• _Your task_
Please print every record that follows, keeping each one exactly as it is.

[Source records]
____
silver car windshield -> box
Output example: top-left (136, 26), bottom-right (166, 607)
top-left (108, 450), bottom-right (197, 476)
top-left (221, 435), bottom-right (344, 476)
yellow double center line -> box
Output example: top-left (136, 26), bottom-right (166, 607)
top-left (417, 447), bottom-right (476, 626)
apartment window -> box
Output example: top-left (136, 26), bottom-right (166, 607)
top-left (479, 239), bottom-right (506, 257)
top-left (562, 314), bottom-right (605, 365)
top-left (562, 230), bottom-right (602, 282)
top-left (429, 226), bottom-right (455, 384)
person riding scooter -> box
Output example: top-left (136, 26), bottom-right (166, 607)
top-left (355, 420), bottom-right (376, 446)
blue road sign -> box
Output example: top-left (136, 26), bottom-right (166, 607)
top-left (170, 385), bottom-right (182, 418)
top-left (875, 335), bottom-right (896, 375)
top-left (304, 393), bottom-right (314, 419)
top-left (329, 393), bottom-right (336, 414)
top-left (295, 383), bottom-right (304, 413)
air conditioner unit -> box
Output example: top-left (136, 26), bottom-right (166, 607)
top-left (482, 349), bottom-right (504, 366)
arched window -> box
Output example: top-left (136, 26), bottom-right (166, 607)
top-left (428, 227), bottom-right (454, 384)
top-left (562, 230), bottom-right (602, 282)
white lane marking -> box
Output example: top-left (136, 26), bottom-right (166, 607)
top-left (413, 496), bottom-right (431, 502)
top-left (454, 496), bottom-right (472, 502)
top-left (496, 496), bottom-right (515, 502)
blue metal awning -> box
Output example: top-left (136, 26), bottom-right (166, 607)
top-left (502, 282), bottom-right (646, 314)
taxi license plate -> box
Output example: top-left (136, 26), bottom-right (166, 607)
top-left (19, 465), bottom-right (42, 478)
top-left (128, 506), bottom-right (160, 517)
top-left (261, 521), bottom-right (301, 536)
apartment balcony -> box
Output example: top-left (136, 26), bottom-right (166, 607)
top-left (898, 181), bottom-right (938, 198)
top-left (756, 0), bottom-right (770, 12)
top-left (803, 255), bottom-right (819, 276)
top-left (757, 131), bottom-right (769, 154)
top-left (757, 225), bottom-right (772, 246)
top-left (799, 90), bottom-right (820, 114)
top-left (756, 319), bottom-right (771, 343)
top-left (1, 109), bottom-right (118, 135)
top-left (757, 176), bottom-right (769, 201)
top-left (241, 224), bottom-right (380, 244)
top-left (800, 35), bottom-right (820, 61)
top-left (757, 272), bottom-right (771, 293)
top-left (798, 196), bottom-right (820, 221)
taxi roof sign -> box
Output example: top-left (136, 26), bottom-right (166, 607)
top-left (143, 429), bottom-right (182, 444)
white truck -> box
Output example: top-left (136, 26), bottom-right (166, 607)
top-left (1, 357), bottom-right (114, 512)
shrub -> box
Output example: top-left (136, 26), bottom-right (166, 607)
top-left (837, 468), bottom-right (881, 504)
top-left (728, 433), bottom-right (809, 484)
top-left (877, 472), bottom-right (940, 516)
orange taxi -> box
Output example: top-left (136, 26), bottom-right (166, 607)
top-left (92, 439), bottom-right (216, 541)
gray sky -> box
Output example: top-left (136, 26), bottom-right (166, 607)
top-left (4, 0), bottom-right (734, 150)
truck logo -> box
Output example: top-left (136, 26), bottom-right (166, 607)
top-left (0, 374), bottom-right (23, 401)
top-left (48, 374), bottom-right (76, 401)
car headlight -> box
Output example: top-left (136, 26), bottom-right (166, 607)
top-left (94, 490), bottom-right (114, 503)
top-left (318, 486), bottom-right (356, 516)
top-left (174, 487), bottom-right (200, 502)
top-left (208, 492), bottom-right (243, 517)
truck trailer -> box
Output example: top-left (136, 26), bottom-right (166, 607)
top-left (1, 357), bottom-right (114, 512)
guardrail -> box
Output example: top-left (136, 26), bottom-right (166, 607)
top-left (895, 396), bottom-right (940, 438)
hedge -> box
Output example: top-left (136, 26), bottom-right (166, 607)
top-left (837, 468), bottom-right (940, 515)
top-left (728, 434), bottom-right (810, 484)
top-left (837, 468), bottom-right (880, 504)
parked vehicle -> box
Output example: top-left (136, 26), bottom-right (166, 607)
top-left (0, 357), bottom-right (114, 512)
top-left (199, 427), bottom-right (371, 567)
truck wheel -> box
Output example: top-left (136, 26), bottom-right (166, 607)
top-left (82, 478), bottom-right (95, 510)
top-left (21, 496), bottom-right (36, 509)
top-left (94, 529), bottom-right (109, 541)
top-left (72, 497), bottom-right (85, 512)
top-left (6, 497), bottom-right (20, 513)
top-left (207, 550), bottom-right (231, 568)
____
• _Response to the task_
silver car windshield -> box
Output example: top-left (136, 26), bottom-right (166, 607)
top-left (108, 450), bottom-right (197, 476)
top-left (221, 435), bottom-right (344, 476)
yellow double center line -> box
Output example: top-left (136, 26), bottom-right (166, 607)
top-left (417, 447), bottom-right (476, 626)
apartment window -> box
Output example: top-left (136, 26), bottom-right (166, 607)
top-left (479, 239), bottom-right (506, 257)
top-left (562, 314), bottom-right (605, 365)
top-left (562, 230), bottom-right (602, 282)
top-left (429, 226), bottom-right (455, 384)
person riding scooter -> box
Output example: top-left (136, 26), bottom-right (166, 607)
top-left (355, 420), bottom-right (376, 446)
blue road sign -> box
Output example: top-left (136, 26), bottom-right (166, 607)
top-left (170, 385), bottom-right (182, 418)
top-left (875, 335), bottom-right (896, 375)
top-left (304, 393), bottom-right (314, 419)
top-left (329, 393), bottom-right (336, 414)
top-left (295, 383), bottom-right (304, 413)
air conditioner unit -> box
Output example: top-left (136, 26), bottom-right (166, 607)
top-left (482, 349), bottom-right (504, 366)
arched window -> box
Output example: top-left (136, 26), bottom-right (166, 607)
top-left (428, 227), bottom-right (454, 384)
top-left (562, 230), bottom-right (602, 282)
white lane marking -> box
Output example: top-left (136, 26), bottom-right (166, 607)
top-left (413, 496), bottom-right (431, 502)
top-left (454, 496), bottom-right (472, 502)
top-left (496, 496), bottom-right (515, 502)
blue metal awning -> box
Output example: top-left (136, 26), bottom-right (166, 607)
top-left (502, 282), bottom-right (646, 314)
taxi license plate -> box
Output example: top-left (136, 26), bottom-right (166, 607)
top-left (19, 465), bottom-right (42, 478)
top-left (128, 506), bottom-right (160, 517)
top-left (261, 521), bottom-right (301, 536)
apartment balcony -> box
Output example: top-left (136, 26), bottom-right (166, 607)
top-left (898, 181), bottom-right (938, 198)
top-left (756, 0), bottom-right (770, 12)
top-left (803, 255), bottom-right (819, 276)
top-left (757, 131), bottom-right (769, 154)
top-left (757, 225), bottom-right (772, 246)
top-left (799, 90), bottom-right (820, 114)
top-left (756, 319), bottom-right (771, 343)
top-left (1, 109), bottom-right (118, 135)
top-left (757, 176), bottom-right (769, 201)
top-left (241, 224), bottom-right (380, 244)
top-left (800, 35), bottom-right (820, 61)
top-left (757, 272), bottom-right (771, 293)
top-left (798, 196), bottom-right (820, 221)
taxi roof sign -> box
Output example: top-left (136, 26), bottom-right (166, 607)
top-left (143, 429), bottom-right (182, 444)
white truck -> box
Output example: top-left (136, 26), bottom-right (166, 607)
top-left (1, 357), bottom-right (114, 512)
shrub -> box
Output example: top-left (136, 26), bottom-right (166, 607)
top-left (837, 468), bottom-right (881, 504)
top-left (728, 433), bottom-right (809, 484)
top-left (877, 472), bottom-right (940, 516)
orange taxi -> box
Output example: top-left (136, 26), bottom-right (166, 607)
top-left (92, 439), bottom-right (216, 541)
gray sky -> box
Output example: top-left (136, 26), bottom-right (166, 607)
top-left (4, 0), bottom-right (734, 150)
truck logo -> box
Output example: top-left (136, 26), bottom-right (166, 607)
top-left (0, 374), bottom-right (23, 401)
top-left (48, 374), bottom-right (76, 401)
car headlight -> box
Output example: top-left (136, 26), bottom-right (166, 607)
top-left (94, 490), bottom-right (114, 503)
top-left (318, 486), bottom-right (356, 516)
top-left (174, 487), bottom-right (200, 502)
top-left (208, 492), bottom-right (243, 517)
truck trailer -> box
Output example: top-left (136, 26), bottom-right (166, 607)
top-left (1, 357), bottom-right (114, 512)
guardrail -> box
Output example: top-left (136, 26), bottom-right (166, 607)
top-left (895, 396), bottom-right (940, 438)
hedge -> box
Output example: top-left (136, 26), bottom-right (166, 607)
top-left (837, 468), bottom-right (940, 515)
top-left (728, 434), bottom-right (810, 484)
top-left (837, 468), bottom-right (880, 504)
parked vehicle -> box
Output example: top-left (136, 26), bottom-right (166, 607)
top-left (0, 357), bottom-right (114, 512)
top-left (199, 427), bottom-right (371, 567)
truck wheel -> box
Output example: top-left (136, 26), bottom-right (166, 607)
top-left (82, 478), bottom-right (95, 510)
top-left (21, 496), bottom-right (36, 509)
top-left (94, 529), bottom-right (109, 541)
top-left (72, 497), bottom-right (85, 512)
top-left (6, 497), bottom-right (20, 513)
top-left (207, 550), bottom-right (231, 568)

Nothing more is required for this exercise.